[START Dataset extract]

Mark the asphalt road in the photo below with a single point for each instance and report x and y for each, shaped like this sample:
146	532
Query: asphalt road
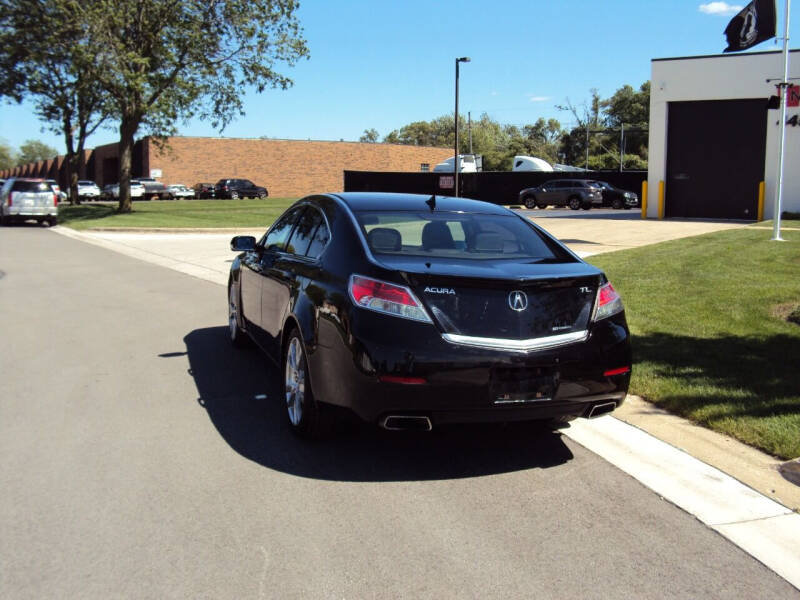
138	460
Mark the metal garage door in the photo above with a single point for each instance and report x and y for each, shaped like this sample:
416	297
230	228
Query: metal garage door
715	158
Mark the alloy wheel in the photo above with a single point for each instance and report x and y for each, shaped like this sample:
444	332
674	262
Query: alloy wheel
295	383
233	324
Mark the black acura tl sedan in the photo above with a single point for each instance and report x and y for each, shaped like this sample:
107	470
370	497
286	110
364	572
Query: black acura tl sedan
414	311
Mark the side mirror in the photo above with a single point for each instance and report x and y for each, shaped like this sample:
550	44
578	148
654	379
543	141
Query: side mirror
243	243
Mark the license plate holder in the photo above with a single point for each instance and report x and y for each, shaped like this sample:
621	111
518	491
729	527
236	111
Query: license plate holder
522	385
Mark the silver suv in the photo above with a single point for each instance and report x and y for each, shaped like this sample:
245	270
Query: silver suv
575	193
23	199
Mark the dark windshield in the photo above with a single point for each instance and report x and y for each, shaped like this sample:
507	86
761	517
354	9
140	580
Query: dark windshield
457	235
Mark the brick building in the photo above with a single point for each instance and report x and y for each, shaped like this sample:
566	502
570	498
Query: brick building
287	168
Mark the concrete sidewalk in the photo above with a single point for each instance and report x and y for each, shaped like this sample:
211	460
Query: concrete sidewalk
731	487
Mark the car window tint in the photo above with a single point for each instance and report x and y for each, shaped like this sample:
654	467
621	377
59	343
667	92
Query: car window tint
456	235
30	186
306	226
319	240
277	236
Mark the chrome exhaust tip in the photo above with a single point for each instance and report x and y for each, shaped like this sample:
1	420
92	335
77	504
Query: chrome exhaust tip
599	410
406	423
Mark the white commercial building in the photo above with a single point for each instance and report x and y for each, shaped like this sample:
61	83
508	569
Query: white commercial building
713	140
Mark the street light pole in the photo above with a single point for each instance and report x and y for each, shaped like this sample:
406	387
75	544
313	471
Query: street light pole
456	162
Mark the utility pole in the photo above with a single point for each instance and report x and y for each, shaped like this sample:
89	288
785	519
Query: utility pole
456	162
469	128
587	145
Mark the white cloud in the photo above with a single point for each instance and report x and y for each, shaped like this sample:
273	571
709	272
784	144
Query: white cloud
720	8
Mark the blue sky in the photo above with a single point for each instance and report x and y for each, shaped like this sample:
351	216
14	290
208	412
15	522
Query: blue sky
379	64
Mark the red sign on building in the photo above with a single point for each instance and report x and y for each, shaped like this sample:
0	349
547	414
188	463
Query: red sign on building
447	182
793	97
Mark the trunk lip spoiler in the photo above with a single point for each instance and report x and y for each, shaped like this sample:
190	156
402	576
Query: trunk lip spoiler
508	345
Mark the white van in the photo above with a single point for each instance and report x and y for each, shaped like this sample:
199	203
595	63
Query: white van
468	164
530	163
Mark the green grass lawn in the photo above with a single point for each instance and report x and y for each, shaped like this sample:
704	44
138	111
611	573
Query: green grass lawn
710	337
257	214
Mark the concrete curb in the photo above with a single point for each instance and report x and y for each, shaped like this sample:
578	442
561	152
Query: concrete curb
766	530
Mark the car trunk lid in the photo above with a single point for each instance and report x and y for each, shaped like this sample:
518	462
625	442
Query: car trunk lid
513	301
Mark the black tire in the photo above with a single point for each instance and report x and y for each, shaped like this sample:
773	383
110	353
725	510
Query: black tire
303	413
237	335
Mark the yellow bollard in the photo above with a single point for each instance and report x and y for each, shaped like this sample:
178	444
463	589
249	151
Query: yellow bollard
644	199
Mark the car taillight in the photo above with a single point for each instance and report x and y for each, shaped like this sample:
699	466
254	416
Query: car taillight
608	302
387	298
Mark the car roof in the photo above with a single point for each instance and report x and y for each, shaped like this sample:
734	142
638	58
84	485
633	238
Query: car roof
359	201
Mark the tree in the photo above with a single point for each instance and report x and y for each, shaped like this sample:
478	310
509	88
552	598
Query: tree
628	110
497	143
8	157
34	150
53	71
370	136
158	61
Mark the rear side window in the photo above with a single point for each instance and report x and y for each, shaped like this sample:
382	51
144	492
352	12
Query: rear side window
306	227
457	235
279	234
31	186
319	241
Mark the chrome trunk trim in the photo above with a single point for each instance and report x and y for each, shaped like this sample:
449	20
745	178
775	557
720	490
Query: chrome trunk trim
530	345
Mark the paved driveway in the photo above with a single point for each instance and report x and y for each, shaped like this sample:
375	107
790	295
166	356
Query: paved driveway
606	230
143	457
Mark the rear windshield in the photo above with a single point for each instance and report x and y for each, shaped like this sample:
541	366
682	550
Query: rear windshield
31	186
457	235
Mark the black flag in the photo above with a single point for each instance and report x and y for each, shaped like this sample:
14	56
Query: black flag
754	24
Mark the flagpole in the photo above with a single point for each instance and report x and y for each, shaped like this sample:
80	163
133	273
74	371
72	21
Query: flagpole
776	218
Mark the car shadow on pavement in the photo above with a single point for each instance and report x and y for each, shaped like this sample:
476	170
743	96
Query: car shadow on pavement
240	391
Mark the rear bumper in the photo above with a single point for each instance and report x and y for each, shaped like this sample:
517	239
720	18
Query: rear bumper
451	383
29	212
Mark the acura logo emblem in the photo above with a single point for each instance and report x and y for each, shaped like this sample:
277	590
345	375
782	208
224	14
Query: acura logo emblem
518	301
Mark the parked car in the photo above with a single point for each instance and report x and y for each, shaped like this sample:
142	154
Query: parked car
239	188
204	190
111	191
153	190
88	190
575	193
616	197
23	199
413	311
178	190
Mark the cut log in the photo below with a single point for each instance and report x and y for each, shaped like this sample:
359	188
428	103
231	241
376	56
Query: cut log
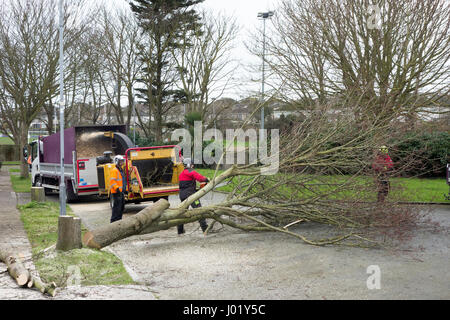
49	289
15	268
124	228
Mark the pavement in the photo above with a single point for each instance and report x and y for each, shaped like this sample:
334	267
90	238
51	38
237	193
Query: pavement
230	264
13	236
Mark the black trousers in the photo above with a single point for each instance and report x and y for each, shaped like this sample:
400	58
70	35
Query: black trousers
202	221
118	206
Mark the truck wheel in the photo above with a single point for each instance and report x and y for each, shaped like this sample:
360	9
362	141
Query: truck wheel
38	183
70	195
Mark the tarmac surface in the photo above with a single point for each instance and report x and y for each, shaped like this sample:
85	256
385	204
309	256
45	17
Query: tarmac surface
231	264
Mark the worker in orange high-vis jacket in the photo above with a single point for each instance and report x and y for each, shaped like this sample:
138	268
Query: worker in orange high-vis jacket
116	182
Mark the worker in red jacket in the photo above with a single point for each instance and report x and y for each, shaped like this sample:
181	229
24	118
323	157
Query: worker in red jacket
382	165
187	184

[END Dataset extract]

**What to do**
Recast all the items above as a Markdown table with the columns No. and Text, putting each line in its own numbered row. Leave out blank lines and the pictures.

**Written answer**
| No. | Text |
|---|---|
| 1 | Mark the asphalt road in the photo below with a single point for each instance and report x and y for each, shaped like this sample: |
| 2 | 146	532 |
| 3 | Query: asphalt road |
| 4 | 138	460 |
| 5 | Mark the metal garage door in the photo above with a single point for each instance and report x and y for each, shaped like this sample: |
| 6 | 416	297 |
| 7 | 230	228 |
| 8 | Query: metal garage door |
| 9 | 715	158 |
| 10 | Mark the alloy wheel in the photo above with a single point for each instance and report x and y for each, shaped like this sample: |
| 11 | 444	332 |
| 12 | 674	262 |
| 13 | Query: alloy wheel |
| 14 | 295	383 |
| 15 | 233	324 |
| 16 | Mark the black acura tl sedan in the photo above with a single point for each instance and report x and y for each, shaped like this sample: |
| 17 | 107	470 |
| 18 | 370	497 |
| 19 | 286	110 |
| 20 | 364	572 |
| 21 | Query: black acura tl sedan |
| 22 | 414	311 |
| 23 | Mark the side mirror in the photo above with a single point for each instance and report x and y for each, shaped like this sample: |
| 24 | 550	44 |
| 25 | 578	148 |
| 26 | 654	379 |
| 27 | 543	141 |
| 28 | Query: side mirror |
| 29 | 243	243 |
| 30 | Mark the license plate holder in the photo above with a single point for each instance and report x and y for each, shaped like this sample: |
| 31 | 621	111 |
| 32 | 518	491 |
| 33 | 729	527 |
| 34 | 236	111 |
| 35 | Query: license plate holder |
| 36 | 522	385 |
| 37 | Mark the silver suv in the photo above with a single point for each instance and report x and y for each, shaped like this sample: |
| 38 | 245	270 |
| 39 | Query: silver suv |
| 40 | 575	193 |
| 41 | 23	199 |
| 42 | Mark the dark windshield in the photo above with a single point for each instance and report x and y for each, shaped like this sample: |
| 43 | 507	86 |
| 44 | 761	517 |
| 45 | 354	9 |
| 46 | 140	580 |
| 47 | Query: dark windshield |
| 48 | 457	235 |
| 49 | Mark the brick building in the photo above with a single point for each instance and report x and y for each, shaped like this sample: |
| 50 | 566	502 |
| 51 | 570	498 |
| 52 | Query: brick building |
| 53 | 287	168 |
| 54 | Mark the concrete sidewalk in the photo above with a single point for each instance and report x and y for each, shaped like this sample: |
| 55 | 211	460 |
| 56 | Query: concrete sidewalk |
| 57 | 731	487 |
| 58 | Mark the car window tint in the photo above with a single point for each instance and report x and y for each, shaped like this sample: |
| 59 | 654	467 |
| 60 | 621	377 |
| 61 | 59	343 |
| 62 | 667	92 |
| 63 | Query: car window tint |
| 64 | 456	235 |
| 65 | 30	186 |
| 66 | 306	226 |
| 67 | 319	240 |
| 68 | 277	236 |
| 69 | Mark the chrome exhaust tip in the photo above with a single point for each instance and report x and y for each, shaped like this sample: |
| 70 | 1	420 |
| 71 | 92	335 |
| 72 | 77	504 |
| 73 | Query: chrome exhaust tip |
| 74 | 599	410 |
| 75 | 406	423 |
| 76 | Mark the white commercial building in the photo above with a single point for each instance and report x and y for each, shaped like this sample: |
| 77 | 61	83 |
| 78 | 508	569 |
| 79 | Query: white commercial building |
| 80 | 713	140 |
| 81 | Mark the street light pole in the photo above with a single point for each instance and report x and y for each, shaped like this sample: |
| 82 | 406	387 |
| 83 | 75	544 |
| 84 | 313	471 |
| 85 | Query: street light pole |
| 86 | 456	162 |
| 87 | Mark the utility pole in the photo above with a single point for each instance and report x and y for each, shaped like this sample: |
| 88 | 89	288 |
| 89 | 785	519 |
| 90 | Query: utility pole |
| 91 | 456	162 |
| 92 | 469	128 |
| 93 | 587	145 |
| 94 | Mark the white cloud in the photo above with a single point for each instance and report x and y for each, shaped like this sample: |
| 95 | 273	571 |
| 96 | 709	272 |
| 97 | 784	144 |
| 98 | Query: white cloud |
| 99 | 720	8 |
| 100 | Mark the blue sky in the photo above with a single point for each instance and report x and y for each, shaped like this sample: |
| 101 | 351	216 |
| 102 | 14	290 |
| 103 | 208	412 |
| 104 | 15	522 |
| 105 | Query: blue sky |
| 106 | 379	64 |
| 107 | Mark the red sign on building in the photo above with a single point for each instance and report x and y for each, shaped like this sample: |
| 108 | 0	349 |
| 109 | 547	414 |
| 110 | 188	463 |
| 111 | Query: red sign on building |
| 112 | 447	182 |
| 113 | 793	97 |
| 114 | Mark the trunk lip spoiler in the photo above with a single point for each instance and report x and y for each, shaped like this sample: |
| 115 | 190	156 |
| 116 | 402	576 |
| 117 | Query: trunk lip spoiler |
| 118 | 508	345 |
| 119 | Mark the white van in the photo above with a single point for each instance and report x and y for each, shaped like this sample: |
| 120 | 199	203 |
| 121 | 595	63 |
| 122 | Query: white van |
| 123 | 468	164 |
| 124 | 530	163 |
| 125 | Mark the green grass lawn in the photo above with a single point for each instance and report x and y for each, shaped like this sample: |
| 126 | 704	44 |
| 127 | 138	111 |
| 128 | 611	573 |
| 129 | Query: green grass lawn |
| 130 | 710	337 |
| 131 | 257	214 |
| 132 | Mark the concrete curb in the photo above with a single point for each instance and report x and y for each, shaped like this sample: |
| 133 | 578	442 |
| 134 | 561	152 |
| 135 | Query: concrete curb |
| 136 | 766	530 |
| 137 | Mark the car trunk lid in the photo above with a single point for each instance and report x and y for each, shaped like this sample: |
| 138 | 518	462 |
| 139 | 625	442 |
| 140 | Query: car trunk lid |
| 141 | 513	301 |
| 142 | Mark the black tire in the photo above with a single point for each instance and report x and y for each, shaped like this sample: |
| 143 | 773	383 |
| 144 | 110	353 |
| 145 | 725	510 |
| 146 | Query: black tire |
| 147 | 303	413 |
| 148 | 237	335 |
| 149 | Mark the yellow bollard in the photo above with a single point for each instance and report x and y for each, shaped like this sample: |
| 150 | 178	444 |
| 151 | 463	589 |
| 152 | 249	151 |
| 153 | Query: yellow bollard |
| 154 | 644	199 |
| 155 | Mark the car taillight in the photo above with a single point for each instance and report x and y for each, shaped like this sample: |
| 156 | 699	466 |
| 157 | 254	416 |
| 158 | Query: car taillight |
| 159 | 608	302 |
| 160 | 387	298 |
| 161 | Mark the car roof in the photo above with a single point for each instance and report x and y for each, shaped like this sample: |
| 162 | 734	142 |
| 163 | 638	58 |
| 164 | 84	485 |
| 165 | 633	238 |
| 166 | Query: car roof |
| 167 | 359	201 |
| 168 | Mark the tree in the photo above with a single point for each instance and report x and y for each, shaped like this sample: |
| 169 | 478	310 |
| 170 | 509	88 |
| 171 | 552	598 |
| 172 | Query: tree |
| 173 | 628	110 |
| 174 | 497	143 |
| 175 | 8	157 |
| 176 | 34	150 |
| 177 | 53	71 |
| 178 | 370	136 |
| 179 | 158	61 |
| 180 | Mark the rear side window in the photo above with a single point for each instance and report x and y for each, shaped like this sample: |
| 181 | 382	51 |
| 182 | 144	492 |
| 183 | 352	12 |
| 184 | Query: rear side window |
| 185 | 306	227 |
| 186 | 457	235 |
| 187 | 279	234 |
| 188 | 31	186 |
| 189 | 319	241 |
| 190 | Mark the chrome trunk trim in the photo above with a single point for each instance and report x and y for each, shaped like this sample: |
| 191 | 449	20 |
| 192 | 745	178 |
| 193 | 775	557 |
| 194 | 720	490 |
| 195 | Query: chrome trunk trim |
| 196 | 530	345 |
| 197 | Mark the paved driveway in the photo above with a single point for each instance and report x and y for each, shaped like this sample: |
| 198 | 375	107 |
| 199 | 790	295 |
| 200 | 166	356 |
| 201 | Query: paved driveway |
| 202 | 606	230 |
| 203 | 143	457 |
| 204 | Mark the rear windshield in the photo above with a single point for each instance and report x and y for each, shaped like this sample: |
| 205 | 541	366 |
| 206 | 682	550 |
| 207 | Query: rear windshield |
| 208 | 31	186 |
| 209 | 457	235 |
| 210 | Mark the black flag in the photo above with a single point for each instance and report x and y for each, shaped like this sample: |
| 211 | 14	56 |
| 212 | Query: black flag |
| 213 | 754	24 |
| 214 | Mark the flagpole in the photo above with a single point for each instance and report x and y for each, shaped like this sample: |
| 215 | 80	163 |
| 216 | 133	273 |
| 217 | 74	371 |
| 218 | 72	21 |
| 219 | Query: flagpole |
| 220 | 776	218 |
| 221 | Mark the car shadow on pavement in the photo above with a single point for each instance and report x and y for each, shaped like this sample: |
| 222 | 476	170 |
| 223 | 743	96 |
| 224 | Query: car shadow on pavement |
| 225 | 240	391 |
| 226 | Mark the rear bumper in the photo above with a single point for each instance and report x and y for each, shaped like this sample: |
| 227 | 517	239 |
| 228 | 720	18 |
| 229 | Query: rear bumper |
| 230 | 451	383 |
| 231 | 29	212 |
| 232 | Mark the acura logo emblem in the photo above with a single point for each instance and report x and y for each, shaped like this sample: |
| 233 | 277	590 |
| 234 | 345	375 |
| 235 | 782	208 |
| 236 | 224	14 |
| 237 | Query: acura logo emblem |
| 238 | 518	301 |
| 239 | Mark the parked car in the photo above with a single point for each instance and report x and y for each, shaped like this sample: |
| 240 | 142	154 |
| 241 | Query: parked car |
| 242 | 239	188 |
| 243 | 204	190 |
| 244 | 111	191 |
| 245 | 153	190 |
| 246 | 88	190 |
| 247 | 575	193 |
| 248 | 616	197 |
| 249 | 23	199 |
| 250 | 413	311 |
| 251 | 178	190 |
| 252 | Mark the cut log in the photo below with a single point for each instance and report x and y for each, shaped like this sample: |
| 253 | 359	188 |
| 254 | 428	103 |
| 255 | 231	241 |
| 256 | 376	56 |
| 257 | Query: cut log |
| 258 | 49	289 |
| 259 | 15	268 |
| 260 | 124	228 |
| 261 | Mark the pavement in the photo above with a single point for each instance and report x and y for each, shaped like this sample: |
| 262 | 334	267 |
| 263 | 90	238 |
| 264 | 51	38 |
| 265 | 237	193 |
| 266 | Query: pavement |
| 267 | 230	264 |
| 268 | 13	236 |
| 269 | Mark the black trousers in the photo above with a single point for each instance and report x and y for each, shaped like this sample: |
| 270 | 400	58 |
| 271 | 70	35 |
| 272 | Query: black trousers |
| 273 | 202	221 |
| 274 | 118	206 |
| 275 | Mark the truck wheel in the photo above with a single point for each instance and report x and y for each, shaped like this sample: |
| 276 | 360	9 |
| 277 | 362	141 |
| 278 | Query: truck wheel |
| 279 | 38	183 |
| 280 | 70	195 |
| 281 | Mark the tarmac surface in the photo above with a single point for each instance and report x and y for each, shaped like this sample: |
| 282 | 85	256 |
| 283 | 385	204 |
| 284 | 309	256 |
| 285 | 45	17 |
| 286 | Query: tarmac surface |
| 287 | 231	264 |
| 288 | Mark the worker in orange high-vis jacket in the photo above with a single point for each instance and report x and y for each, shaped like this sample: |
| 289 | 138	268 |
| 290 | Query: worker in orange high-vis jacket |
| 291 | 116	182 |
| 292 | Mark the worker in red jacket in the photo above with a single point for each instance and report x and y for each, shaped like this sample: |
| 293 | 181	229 |
| 294 | 24	118 |
| 295 | 323	157 |
| 296 | Query: worker in red jacket |
| 297 | 382	165 |
| 298 | 187	184 |